● Required work:
1. Can you give the listing again, starting at the line that contains "Annotation task — mark the village" and ending with its last line, with "village" changed to "town" and nothing else altered?
2. Could you extend the passage about Eddie Howe's Bournemouth career beyond its last sentence?

>> Begin Passage provided

In short, they might well replace the lot of them with this year’s team in years to come.

Former trainee

And the manager, of course.

Eddie Howe

is a lifelong fan and former trainee who was told at one stage he wasn’t good enough to play professionally for Bournemouth. He ended up making more than 250 appearances, with fans at one stage clubbing together to raise the fee required to buy him back from Portsmouth, where persistent knee injuries prevented him making any sort of impact.

In part because of the fitness issues, then manager Kevin Bond offered him the chance to do some coaching but things at the club were chaotic and at one stage the supporters had to get the collection boxes out again just to keep things going. When a new consortium took over the club, the man who led it “saw something in me”, Howe says, and offered him the chance to take charge of the first team.

He was 31 years old and recalls being convinced he was not up to the job but he took it and, with the sort of industry and determination that have since become trademarks, set about making a go of it.

The team started his first full season in charge in League Two with a 17-point deduction as a result of all the financial problems, but he kept them up by nine and followed it up with automatic promotion.

“That first six months in management when we managed to stay up felt like about five years,” he recalled recently.

>> End Passage provided
>> Begin Information given

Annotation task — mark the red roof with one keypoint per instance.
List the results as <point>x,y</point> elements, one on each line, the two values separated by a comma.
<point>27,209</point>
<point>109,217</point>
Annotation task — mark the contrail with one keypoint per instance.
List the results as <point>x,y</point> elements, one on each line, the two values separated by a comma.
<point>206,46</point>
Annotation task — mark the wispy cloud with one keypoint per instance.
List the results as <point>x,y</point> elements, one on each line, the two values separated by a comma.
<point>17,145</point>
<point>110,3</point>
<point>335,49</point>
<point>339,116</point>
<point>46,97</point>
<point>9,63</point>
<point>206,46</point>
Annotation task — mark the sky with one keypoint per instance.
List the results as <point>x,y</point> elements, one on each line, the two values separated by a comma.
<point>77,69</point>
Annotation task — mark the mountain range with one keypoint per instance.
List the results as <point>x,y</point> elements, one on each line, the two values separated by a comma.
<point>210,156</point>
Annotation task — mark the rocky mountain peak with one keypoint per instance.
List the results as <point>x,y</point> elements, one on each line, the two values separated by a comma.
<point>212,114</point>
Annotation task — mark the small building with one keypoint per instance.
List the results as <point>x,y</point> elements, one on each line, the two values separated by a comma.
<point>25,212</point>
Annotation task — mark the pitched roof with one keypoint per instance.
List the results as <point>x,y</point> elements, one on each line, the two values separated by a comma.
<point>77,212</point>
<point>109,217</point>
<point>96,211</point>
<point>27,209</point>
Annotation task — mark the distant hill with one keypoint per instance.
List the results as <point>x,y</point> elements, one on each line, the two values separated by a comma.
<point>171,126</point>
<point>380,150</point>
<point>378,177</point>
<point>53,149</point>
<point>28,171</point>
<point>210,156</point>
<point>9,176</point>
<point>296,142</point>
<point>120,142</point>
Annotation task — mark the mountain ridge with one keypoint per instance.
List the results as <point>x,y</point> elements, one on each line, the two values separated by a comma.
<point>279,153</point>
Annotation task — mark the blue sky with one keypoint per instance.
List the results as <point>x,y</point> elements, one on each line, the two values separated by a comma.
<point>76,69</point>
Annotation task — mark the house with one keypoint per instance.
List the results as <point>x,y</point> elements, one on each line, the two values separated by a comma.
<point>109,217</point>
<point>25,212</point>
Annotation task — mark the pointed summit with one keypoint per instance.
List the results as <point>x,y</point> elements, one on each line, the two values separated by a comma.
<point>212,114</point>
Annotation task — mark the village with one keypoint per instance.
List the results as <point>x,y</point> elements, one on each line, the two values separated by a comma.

>> End Information given

● Answers for this exercise:
1.
Annotation task — mark the town with one keypoint per instance.
List the results as <point>x,y</point> elements, one on each line, the two values separated by a comma.

2.
“With players not getting paid, the bailiffs turning up, having no training pitch, trying to find ways to do things with no money, it was really difficult. Then add the next season on when we had a year-long transfer embargo and couldn’t sign any players – and we got promotion with that squad.”

Russian businessman

There was an ill-fated 19-month stint at Burnley but, that aside, he and Bournemouth have made steady progress since, latterly with the backing of locally based Russian businessman,

Maxim Demin

.

The scale of the owner’s wealth is not really known but it is safe to say the £850,000 he paid to take charge didn’t trouble him much. His involvement has taken some of the shine off the story for some but the last published accounts show him having funded a loss of just over £15 million; decent money at that level but not the sort of bankroll that tips the scales irresistibly in a club’s favour, even in the Championship.

Howe, as it happens, is about to discover what it feels like to compete with clubs precisely like that.